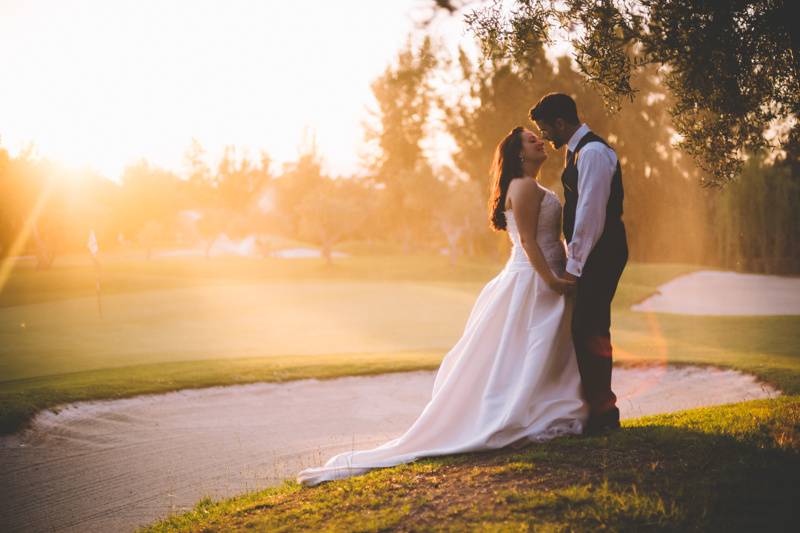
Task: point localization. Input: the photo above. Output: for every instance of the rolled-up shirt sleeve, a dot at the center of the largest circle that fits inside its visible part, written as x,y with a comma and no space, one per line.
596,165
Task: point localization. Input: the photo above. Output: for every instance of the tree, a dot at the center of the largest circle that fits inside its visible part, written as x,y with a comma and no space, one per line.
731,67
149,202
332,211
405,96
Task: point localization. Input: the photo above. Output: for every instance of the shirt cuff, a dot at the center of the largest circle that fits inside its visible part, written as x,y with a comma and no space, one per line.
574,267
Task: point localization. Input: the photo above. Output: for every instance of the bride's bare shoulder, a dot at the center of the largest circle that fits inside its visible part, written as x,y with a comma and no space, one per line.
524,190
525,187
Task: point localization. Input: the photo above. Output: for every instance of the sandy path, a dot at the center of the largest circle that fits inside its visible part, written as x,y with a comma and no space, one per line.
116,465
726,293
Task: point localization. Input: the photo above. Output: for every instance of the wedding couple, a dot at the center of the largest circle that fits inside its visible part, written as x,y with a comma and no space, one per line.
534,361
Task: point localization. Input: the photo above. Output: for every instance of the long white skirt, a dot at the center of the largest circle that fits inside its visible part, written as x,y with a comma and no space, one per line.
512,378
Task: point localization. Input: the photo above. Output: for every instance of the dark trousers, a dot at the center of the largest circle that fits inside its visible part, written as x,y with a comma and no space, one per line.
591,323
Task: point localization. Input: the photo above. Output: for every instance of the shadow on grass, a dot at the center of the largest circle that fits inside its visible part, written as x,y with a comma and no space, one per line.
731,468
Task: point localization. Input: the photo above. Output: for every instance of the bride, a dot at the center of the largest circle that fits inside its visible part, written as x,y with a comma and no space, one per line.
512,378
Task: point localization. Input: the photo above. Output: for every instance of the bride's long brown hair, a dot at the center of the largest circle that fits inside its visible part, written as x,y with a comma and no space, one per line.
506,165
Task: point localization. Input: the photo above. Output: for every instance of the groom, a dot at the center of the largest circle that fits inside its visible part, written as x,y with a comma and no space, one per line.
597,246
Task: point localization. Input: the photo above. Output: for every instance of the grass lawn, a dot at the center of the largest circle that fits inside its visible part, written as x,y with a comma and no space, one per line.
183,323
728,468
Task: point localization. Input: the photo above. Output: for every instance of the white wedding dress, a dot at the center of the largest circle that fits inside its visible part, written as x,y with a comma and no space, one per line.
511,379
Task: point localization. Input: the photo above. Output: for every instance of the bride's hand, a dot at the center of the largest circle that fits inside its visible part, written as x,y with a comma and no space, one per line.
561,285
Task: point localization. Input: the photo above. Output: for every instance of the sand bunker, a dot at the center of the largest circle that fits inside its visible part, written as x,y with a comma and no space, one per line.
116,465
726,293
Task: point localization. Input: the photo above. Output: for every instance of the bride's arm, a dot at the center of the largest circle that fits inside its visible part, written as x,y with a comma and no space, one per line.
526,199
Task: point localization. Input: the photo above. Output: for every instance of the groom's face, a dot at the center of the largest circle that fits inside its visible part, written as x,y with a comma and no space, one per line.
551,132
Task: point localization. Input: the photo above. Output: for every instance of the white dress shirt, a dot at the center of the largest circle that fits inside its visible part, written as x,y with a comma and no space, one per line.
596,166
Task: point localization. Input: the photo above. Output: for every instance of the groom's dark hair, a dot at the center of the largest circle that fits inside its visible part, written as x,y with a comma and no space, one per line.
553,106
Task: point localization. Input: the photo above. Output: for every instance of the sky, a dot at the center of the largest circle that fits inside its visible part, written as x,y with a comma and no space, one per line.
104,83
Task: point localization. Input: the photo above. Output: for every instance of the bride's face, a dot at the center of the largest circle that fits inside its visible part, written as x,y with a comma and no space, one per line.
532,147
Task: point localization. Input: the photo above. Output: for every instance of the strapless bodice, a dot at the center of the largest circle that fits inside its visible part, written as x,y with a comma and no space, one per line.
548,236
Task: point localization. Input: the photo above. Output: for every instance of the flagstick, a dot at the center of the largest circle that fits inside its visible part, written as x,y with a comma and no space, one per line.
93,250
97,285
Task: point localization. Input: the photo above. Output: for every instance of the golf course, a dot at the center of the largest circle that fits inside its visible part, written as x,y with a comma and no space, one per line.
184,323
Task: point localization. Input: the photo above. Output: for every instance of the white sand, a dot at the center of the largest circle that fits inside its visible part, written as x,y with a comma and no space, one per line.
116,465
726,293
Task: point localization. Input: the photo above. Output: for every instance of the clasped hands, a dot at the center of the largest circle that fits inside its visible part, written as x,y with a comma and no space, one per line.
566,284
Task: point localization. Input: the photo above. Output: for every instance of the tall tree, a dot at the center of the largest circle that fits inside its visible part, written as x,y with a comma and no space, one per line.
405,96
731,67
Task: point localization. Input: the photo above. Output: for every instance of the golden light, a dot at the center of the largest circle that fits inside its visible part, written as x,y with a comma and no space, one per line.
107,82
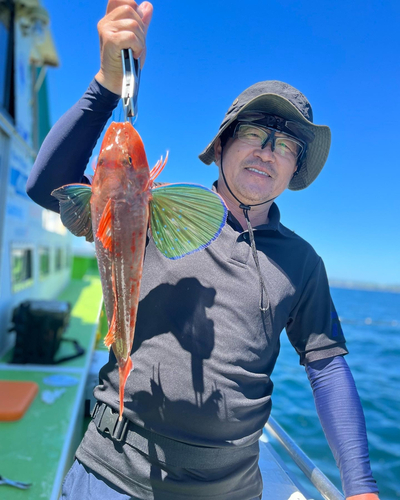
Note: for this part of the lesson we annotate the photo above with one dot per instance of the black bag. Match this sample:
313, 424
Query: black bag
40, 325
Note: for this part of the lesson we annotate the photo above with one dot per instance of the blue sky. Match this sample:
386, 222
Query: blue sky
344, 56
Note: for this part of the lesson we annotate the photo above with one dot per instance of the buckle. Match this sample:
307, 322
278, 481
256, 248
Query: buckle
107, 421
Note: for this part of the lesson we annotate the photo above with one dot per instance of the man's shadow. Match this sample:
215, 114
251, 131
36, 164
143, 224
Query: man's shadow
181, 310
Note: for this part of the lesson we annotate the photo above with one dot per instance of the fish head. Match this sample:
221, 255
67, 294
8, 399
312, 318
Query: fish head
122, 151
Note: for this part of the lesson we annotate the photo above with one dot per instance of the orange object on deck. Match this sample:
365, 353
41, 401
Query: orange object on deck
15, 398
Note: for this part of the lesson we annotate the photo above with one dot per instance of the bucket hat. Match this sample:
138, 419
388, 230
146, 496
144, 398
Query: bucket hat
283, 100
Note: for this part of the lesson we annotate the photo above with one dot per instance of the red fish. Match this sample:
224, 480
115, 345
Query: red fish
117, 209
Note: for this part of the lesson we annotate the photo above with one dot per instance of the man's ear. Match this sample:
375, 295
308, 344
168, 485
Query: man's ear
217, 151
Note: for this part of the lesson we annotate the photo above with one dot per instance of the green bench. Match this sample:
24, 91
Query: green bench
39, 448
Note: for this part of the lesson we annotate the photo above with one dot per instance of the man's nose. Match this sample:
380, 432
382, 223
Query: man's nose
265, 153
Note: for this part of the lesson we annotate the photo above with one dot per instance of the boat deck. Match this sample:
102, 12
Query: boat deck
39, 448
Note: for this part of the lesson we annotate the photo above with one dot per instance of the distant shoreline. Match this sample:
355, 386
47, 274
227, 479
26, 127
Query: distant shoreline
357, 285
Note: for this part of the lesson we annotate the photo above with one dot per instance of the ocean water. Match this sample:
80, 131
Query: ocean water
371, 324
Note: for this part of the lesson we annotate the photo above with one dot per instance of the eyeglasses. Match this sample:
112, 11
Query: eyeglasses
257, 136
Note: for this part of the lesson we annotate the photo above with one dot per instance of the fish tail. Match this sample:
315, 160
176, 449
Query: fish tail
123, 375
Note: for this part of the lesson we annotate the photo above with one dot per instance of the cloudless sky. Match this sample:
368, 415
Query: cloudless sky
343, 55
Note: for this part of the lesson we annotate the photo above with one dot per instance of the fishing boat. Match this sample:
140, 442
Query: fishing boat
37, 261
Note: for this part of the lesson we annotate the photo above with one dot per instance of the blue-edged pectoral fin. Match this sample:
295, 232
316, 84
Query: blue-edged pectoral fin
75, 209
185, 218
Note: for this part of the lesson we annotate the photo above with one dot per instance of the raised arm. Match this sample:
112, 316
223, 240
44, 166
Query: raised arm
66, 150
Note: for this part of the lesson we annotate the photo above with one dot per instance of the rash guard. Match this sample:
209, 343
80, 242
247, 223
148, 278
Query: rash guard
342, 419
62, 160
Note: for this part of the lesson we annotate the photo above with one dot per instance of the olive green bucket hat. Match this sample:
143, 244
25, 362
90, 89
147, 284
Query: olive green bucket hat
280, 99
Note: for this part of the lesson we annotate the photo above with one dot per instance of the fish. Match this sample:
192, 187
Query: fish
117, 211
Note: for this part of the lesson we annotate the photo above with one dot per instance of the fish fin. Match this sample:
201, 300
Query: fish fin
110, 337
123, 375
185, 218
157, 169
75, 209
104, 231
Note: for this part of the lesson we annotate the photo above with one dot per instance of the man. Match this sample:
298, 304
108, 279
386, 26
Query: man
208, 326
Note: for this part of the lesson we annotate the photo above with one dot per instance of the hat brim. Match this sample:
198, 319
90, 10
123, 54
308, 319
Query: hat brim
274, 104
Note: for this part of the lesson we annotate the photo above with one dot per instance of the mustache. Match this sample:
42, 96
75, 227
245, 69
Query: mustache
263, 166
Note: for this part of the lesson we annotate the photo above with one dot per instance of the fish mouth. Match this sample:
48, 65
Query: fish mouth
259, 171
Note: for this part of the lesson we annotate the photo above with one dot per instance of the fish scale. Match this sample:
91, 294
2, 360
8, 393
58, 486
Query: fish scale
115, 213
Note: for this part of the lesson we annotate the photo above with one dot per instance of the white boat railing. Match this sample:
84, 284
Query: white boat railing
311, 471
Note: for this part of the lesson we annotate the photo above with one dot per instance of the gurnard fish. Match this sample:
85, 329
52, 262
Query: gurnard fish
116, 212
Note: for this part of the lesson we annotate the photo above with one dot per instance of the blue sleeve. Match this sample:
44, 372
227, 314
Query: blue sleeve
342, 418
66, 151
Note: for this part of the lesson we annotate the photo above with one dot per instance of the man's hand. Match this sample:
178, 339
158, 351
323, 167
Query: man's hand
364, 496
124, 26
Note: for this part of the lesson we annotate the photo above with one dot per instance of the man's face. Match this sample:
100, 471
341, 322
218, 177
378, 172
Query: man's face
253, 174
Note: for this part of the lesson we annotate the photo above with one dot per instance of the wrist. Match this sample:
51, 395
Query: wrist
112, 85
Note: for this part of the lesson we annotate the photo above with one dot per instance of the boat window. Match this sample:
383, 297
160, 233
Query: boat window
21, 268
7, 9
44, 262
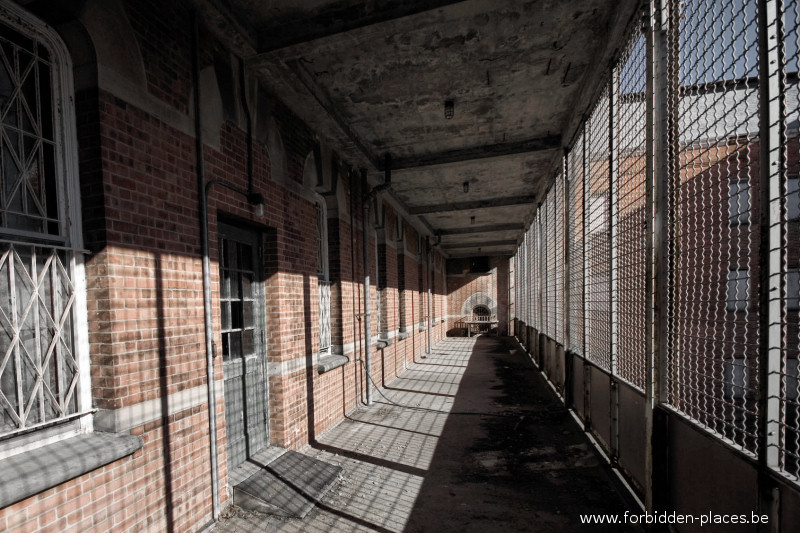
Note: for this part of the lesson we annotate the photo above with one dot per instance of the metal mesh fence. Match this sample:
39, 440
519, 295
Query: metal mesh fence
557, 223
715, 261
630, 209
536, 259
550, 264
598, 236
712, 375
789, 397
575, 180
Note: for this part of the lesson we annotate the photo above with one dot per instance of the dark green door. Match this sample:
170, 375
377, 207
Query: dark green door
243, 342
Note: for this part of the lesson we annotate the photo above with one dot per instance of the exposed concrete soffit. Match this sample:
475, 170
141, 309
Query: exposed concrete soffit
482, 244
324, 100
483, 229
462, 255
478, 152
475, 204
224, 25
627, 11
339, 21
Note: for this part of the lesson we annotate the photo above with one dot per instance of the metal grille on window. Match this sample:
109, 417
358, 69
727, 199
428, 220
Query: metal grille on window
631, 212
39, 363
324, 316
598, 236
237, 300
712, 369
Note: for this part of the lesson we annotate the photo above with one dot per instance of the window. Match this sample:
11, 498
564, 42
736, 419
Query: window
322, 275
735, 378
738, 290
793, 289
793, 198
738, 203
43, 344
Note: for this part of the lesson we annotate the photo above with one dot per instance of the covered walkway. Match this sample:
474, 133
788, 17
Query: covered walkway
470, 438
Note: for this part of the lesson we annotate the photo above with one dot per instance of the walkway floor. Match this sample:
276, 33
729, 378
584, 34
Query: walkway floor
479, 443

+--

→ **Stated exercise**: Reproduce verbatim every line from the one containing "of the walkway" through the last line of the records above, including both of those lines.

→ **Full solution**:
Note: for this part of the lesson we annotate the photo above with one dot per instance of the walkway floor. Match this sample:
276, 33
729, 378
584, 34
Query: walkway floor
479, 443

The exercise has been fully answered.